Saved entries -
=== Begin Enclosure ===

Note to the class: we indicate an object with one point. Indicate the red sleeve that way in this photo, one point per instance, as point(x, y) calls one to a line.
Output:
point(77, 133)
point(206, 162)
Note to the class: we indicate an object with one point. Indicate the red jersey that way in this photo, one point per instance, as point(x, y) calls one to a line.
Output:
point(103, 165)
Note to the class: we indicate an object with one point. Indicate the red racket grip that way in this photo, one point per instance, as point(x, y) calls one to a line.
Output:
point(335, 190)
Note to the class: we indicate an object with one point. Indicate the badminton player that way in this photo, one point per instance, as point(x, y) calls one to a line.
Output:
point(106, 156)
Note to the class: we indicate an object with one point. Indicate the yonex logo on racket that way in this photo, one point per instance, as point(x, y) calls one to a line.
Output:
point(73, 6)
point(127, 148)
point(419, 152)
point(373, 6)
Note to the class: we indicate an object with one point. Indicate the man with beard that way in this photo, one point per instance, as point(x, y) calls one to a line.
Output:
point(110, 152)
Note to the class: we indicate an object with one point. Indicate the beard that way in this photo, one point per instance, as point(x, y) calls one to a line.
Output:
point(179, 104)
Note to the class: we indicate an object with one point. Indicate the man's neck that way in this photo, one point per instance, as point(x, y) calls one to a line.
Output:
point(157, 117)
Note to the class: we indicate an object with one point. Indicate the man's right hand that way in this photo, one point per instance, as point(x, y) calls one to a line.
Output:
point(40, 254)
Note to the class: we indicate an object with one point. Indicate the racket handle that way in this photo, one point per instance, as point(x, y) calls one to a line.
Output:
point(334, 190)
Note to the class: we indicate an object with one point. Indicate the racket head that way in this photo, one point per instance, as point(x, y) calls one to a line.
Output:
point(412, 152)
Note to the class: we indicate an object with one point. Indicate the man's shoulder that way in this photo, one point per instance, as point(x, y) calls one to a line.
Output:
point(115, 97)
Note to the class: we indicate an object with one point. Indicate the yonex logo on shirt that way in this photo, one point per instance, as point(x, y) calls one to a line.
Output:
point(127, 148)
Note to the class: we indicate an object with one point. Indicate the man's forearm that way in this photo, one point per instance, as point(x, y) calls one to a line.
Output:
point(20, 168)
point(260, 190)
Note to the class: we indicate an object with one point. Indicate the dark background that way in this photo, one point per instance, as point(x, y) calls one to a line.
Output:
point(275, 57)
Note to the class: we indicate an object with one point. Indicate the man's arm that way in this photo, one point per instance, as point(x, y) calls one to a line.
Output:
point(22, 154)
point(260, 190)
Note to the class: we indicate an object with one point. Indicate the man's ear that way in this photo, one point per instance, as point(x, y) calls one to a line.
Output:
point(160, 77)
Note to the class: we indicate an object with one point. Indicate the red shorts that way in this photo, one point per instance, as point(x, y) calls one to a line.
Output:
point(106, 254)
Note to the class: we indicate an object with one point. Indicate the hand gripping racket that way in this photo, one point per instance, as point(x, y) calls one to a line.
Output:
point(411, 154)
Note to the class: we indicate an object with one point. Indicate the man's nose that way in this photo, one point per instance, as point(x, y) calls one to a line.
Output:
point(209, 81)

=== End Enclosure ===

WHAT YOU ARE ASKED TO DO - Filter the lines above so that only those with the string "beard" remain, then copy them.

RESPONSE FOR THIS EXERCISE -
Note to the class: we indicate an object with one point. Indicate the man with beard that way in this photo, one point per instance, as point(x, y) calls one to a line.
Note to the class: we indicate an object with one point. Indicate the beard that way in this photo, one point per instance, as point(x, y) calls one to a line.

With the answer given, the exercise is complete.